Reproduce every record below exactly as it appears.

» Stored dataset items
⁂

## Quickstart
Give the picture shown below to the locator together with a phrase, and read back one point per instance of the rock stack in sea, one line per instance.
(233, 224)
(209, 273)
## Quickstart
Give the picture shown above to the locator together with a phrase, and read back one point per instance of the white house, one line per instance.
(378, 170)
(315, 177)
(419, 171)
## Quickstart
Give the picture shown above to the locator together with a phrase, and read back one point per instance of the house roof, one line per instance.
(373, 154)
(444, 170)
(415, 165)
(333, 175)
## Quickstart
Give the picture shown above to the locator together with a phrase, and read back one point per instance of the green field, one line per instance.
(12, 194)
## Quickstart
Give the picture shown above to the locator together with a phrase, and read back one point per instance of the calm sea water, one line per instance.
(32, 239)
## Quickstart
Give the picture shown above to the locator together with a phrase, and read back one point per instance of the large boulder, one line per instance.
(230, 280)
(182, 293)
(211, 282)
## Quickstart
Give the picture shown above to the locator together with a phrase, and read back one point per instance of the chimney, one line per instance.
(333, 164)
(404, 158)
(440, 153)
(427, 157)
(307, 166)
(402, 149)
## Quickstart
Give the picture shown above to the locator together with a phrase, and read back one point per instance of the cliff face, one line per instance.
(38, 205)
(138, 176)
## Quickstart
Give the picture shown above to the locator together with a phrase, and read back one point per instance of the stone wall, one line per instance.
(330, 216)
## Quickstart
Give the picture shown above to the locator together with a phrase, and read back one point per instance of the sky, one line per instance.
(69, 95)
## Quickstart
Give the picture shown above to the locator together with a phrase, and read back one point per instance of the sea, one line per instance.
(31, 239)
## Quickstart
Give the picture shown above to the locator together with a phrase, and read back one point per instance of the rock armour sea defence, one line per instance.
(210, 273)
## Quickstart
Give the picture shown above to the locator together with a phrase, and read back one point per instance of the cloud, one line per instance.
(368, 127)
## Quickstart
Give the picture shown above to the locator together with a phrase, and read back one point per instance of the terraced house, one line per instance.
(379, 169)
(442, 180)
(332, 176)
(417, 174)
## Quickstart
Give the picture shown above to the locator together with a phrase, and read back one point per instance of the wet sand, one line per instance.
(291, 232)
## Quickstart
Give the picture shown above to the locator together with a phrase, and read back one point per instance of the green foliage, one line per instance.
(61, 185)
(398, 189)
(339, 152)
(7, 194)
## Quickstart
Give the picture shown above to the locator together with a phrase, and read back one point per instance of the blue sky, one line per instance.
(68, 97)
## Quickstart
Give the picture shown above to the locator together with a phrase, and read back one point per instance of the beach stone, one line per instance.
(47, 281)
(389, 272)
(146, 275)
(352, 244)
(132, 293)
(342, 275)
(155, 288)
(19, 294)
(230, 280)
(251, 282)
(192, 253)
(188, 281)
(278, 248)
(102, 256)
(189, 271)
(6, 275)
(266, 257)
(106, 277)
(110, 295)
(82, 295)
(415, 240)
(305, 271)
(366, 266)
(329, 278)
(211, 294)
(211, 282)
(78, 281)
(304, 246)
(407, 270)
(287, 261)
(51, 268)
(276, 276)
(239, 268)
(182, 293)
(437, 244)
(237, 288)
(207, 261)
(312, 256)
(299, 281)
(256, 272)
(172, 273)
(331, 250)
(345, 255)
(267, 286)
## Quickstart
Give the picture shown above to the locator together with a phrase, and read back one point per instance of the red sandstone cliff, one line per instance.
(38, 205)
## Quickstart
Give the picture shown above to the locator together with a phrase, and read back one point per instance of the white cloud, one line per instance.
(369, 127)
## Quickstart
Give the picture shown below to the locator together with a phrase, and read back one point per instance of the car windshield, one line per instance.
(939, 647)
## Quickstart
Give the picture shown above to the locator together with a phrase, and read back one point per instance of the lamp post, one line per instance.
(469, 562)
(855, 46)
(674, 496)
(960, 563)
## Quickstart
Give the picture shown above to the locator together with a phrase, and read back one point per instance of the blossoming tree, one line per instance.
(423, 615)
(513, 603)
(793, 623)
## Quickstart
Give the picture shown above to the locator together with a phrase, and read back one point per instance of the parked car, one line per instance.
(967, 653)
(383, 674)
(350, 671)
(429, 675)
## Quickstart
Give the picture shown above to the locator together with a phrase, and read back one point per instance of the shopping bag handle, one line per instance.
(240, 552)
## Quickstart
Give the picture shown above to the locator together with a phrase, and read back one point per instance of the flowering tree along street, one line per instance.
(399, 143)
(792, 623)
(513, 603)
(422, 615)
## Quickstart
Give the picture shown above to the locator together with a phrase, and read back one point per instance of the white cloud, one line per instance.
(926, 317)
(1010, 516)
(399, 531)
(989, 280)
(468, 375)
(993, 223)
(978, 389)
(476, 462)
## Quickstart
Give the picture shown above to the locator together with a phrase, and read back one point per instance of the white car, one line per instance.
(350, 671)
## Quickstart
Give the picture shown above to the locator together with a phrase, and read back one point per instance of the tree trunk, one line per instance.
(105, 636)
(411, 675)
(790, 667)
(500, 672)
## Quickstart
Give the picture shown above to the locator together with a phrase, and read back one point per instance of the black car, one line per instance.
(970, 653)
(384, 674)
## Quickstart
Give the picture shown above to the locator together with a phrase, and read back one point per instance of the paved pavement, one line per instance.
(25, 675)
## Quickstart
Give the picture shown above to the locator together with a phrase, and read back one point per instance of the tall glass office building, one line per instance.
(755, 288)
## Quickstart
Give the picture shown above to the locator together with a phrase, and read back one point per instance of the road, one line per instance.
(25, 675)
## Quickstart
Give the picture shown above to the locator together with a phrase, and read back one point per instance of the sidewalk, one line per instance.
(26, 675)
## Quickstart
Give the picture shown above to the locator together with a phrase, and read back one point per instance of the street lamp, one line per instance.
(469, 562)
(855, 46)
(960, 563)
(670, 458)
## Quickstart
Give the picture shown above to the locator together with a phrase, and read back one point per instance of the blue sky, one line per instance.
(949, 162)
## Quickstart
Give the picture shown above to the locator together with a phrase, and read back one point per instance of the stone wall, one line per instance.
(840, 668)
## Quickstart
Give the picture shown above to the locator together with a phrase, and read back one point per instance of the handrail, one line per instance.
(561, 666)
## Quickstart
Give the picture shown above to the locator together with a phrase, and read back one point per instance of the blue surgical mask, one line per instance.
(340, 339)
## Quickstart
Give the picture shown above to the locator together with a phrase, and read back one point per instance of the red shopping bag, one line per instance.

⁂

» Response to this exercise
## Quickstart
Give the picture shown below to the locator together with a phrase, and read back one point per instance of the rock stack in sea, one line per instance.
(233, 224)
(209, 273)
## Quickstart
Give the picture shown above to the locator together with a phrase, and read back one point per instance of the white house, one line per instance.
(378, 170)
(315, 177)
(419, 171)
## Quickstart
Give the picture shown above to the locator together with a phrase, and read back one point per instance of the house roof, one line per instance.
(373, 154)
(444, 170)
(415, 165)
(333, 175)
## Quickstart
Give the picture shown above to the locator together with a phrase, and read back one point per instance of the green field, one line per instance.
(12, 194)
## Quickstart
Give the picture shown above to the locator together with a phrase, and read back one point per instance of the calm sea water, one line per instance.
(32, 239)
## Quickstart
Give the picture shown above to the locator together with a phrase, and read back one point per instance of the large boulder, one line per instance.
(230, 280)
(182, 293)
(211, 282)
## Quickstart
Give the picture shown above to the locator together with a phrase, and read back one point per instance of the chimney, one line per instance.
(333, 164)
(404, 158)
(440, 153)
(427, 157)
(307, 166)
(402, 149)
## Quickstart
Give the picture shown above to the locator together with a phrase, and read back one point per instance of the cliff face, one line per instance.
(38, 205)
(138, 176)
## Quickstart
Give the picture shown above to the locator together with a phrase, and read back one point per instance of the stone wall, one line per instance.
(330, 216)
## Quickstart
Give the picture shown above to the locator together with a phrase, and read back one point per instance of the sky, one line per instance.
(69, 95)
## Quickstart
Give the picture shown above to the locator together with a phrase, and read back one point per instance of the sea, one line per instance.
(31, 239)
## Quickstart
Give the picture shown above to the locator together with a phrase, and read back one point per instance of the rock armour sea defence, one line per instance.
(210, 273)
## Quickstart
Give the picture shown above to the locator together with a phrase, and read back one point per instance of the cloud, one line per instance.
(368, 127)
## Quickstart
Give the picture shown above to the locator together with a phrase, and read back one point per instance of the terraced house, one line per instance.
(379, 169)
(442, 180)
(332, 176)
(417, 174)
## Quickstart
Give the picture shown above to the locator together with a phrase, and read back one point per instance of the wet sand, one line per instance.
(291, 232)
## Quickstart
Give the picture shown above to the locator together with a phrase, and read back one point per instance of the green foliage, one line per instance.
(61, 185)
(398, 189)
(339, 152)
(7, 194)
## Quickstart
Give the picture shown above to the locator together with a phrase, and read back one point per instance of the blue sky, one line per instance.
(68, 97)
## Quickstart
Give the picture shown above to the locator together with a phrase, and read back one point per instance of the beach stone, one line per instance.
(47, 281)
(389, 272)
(146, 275)
(352, 244)
(132, 293)
(342, 275)
(155, 288)
(19, 294)
(230, 280)
(251, 282)
(192, 253)
(188, 281)
(278, 248)
(102, 256)
(189, 271)
(6, 275)
(266, 257)
(106, 277)
(110, 295)
(82, 295)
(415, 240)
(305, 271)
(366, 266)
(329, 278)
(211, 294)
(211, 282)
(78, 281)
(304, 246)
(407, 270)
(287, 261)
(51, 268)
(276, 276)
(239, 268)
(182, 293)
(437, 244)
(237, 288)
(207, 261)
(312, 256)
(299, 281)
(256, 272)
(172, 273)
(331, 250)
(345, 255)
(267, 286)
## Quickstart
Give the picture shown above to the locator together with a phrase, and read back one point per instance of the red sandstone cliff, one line per instance.
(38, 205)
## Quickstart
Give the picture shown above to the locator together with a phrase, and read back one point per instance of the white cloud, one line per instance.
(369, 127)
## Quickstart
Give the picture shown below to the locator together with a phrase, and read back one point per instance of the car windshield, one line per instance.
(939, 647)
## Quickstart
Give the picture shown above to the locator together with a phrase, and read back one point per instance of the lamp post, one line per instance.
(469, 562)
(855, 46)
(674, 496)
(960, 563)
## Quickstart
Give the picture shown above to the locator together with a phrase, and read back one point per instance of the blossoming tree, one line per instance.
(423, 615)
(513, 603)
(793, 623)
## Quickstart
Give the picture shown above to the locator together with a phrase, and read back one point per instance of the parked car, one line per instance.
(967, 653)
(383, 674)
(350, 671)
(429, 675)
## Quickstart
Give the picture shown above to the locator together with a phrase, and read back one point per instance of the shopping bag handle, one line per instance.
(240, 552)
## Quickstart
Give the picture shown above to the locator together with a phrase, and read back one point per instance of the flowering tree along street, one line per instance.
(399, 143)
(792, 623)
(513, 603)
(422, 615)
## Quickstart
Give the picture shown above to the locator together with a phrase, and read back one point per instance of the white cloud, one line per instance.
(926, 317)
(1010, 516)
(399, 531)
(989, 280)
(468, 375)
(993, 223)
(978, 389)
(476, 462)
## Quickstart
Give the picture shown above to the locator together with a phrase, and read back one point per instance of the white car, one line per instance.
(350, 671)
## Quickstart
Give the picture shown above to the locator together with a phrase, and read back one point per instance of the tree trunk, one line per instance.
(105, 636)
(411, 675)
(790, 667)
(500, 672)
## Quickstart
Give the picture shown above to the locator together with a phrase, and read back one point per instance of the black car, one line per instance.
(970, 653)
(384, 674)
## Quickstart
Give the picture shown above to the locator together with a phrase, and read back one point per instance of the paved pavement, one line per instance.
(25, 675)
## Quickstart
Give the picture shown above to the locator together with a phrase, and read back one point per instance of the tall glass office building, one line per instance.
(755, 288)
## Quickstart
Give the picture shown above to the locator together with a phrase, and read back one point per instance of the road, one line per instance.
(25, 675)
## Quickstart
Give the picture shown above to the locator together with a phrase, and read back one point per instance of the sidewalk, one line per instance.
(26, 675)
## Quickstart
Give the picture shown above to the locator together with a phrase, and read back one point per instance of the street lamp, one line per instance.
(469, 562)
(855, 46)
(960, 563)
(670, 458)
## Quickstart
Give the picture shown above to the locator together with a phrase, and read back one point per instance of the blue sky, one line per instance.
(949, 162)
## Quickstart
Give the picture shown above to the locator together with a phrase, and read back one point per instance of the stone wall, one line per instance.
(840, 668)
## Quickstart
Give the picture shown above to the locator together with a phrase, and read back one point per instance of the handrail, one line per instance.
(561, 666)
## Quickstart
Give the picture shown above to the locator together with a phrase, and read back one point per instance of the blue surgical mask, one line per instance.
(340, 339)
## Quickstart
Give the picture shown above to the locator together with a phrase, and read back one point per instance of the red shopping bag, one line per instance.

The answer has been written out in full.